§ **What you need to do**:
Look for "replying" in every line of the listing. Copy the lines that have it.

§ **Data records**:
*** Begin section ***
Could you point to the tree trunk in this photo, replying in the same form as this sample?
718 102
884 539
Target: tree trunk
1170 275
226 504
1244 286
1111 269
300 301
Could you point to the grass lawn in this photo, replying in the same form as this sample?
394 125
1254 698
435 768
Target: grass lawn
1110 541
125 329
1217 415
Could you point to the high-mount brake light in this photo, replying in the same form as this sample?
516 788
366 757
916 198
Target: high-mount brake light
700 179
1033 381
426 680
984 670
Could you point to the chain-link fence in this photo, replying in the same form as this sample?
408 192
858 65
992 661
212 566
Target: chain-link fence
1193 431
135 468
*** End section ***
§ **Solved exercise**:
Could you point to the tree trunk in this photo, replying in the same form as this sample?
Could you point to the grass lawn in this photo, replying in the same form as this sample?
Could you point to the high-mount brake light in this photo, replying in the same form as this sample?
Could you point to the chain-link fence in this photo, replying in the same form as this sample?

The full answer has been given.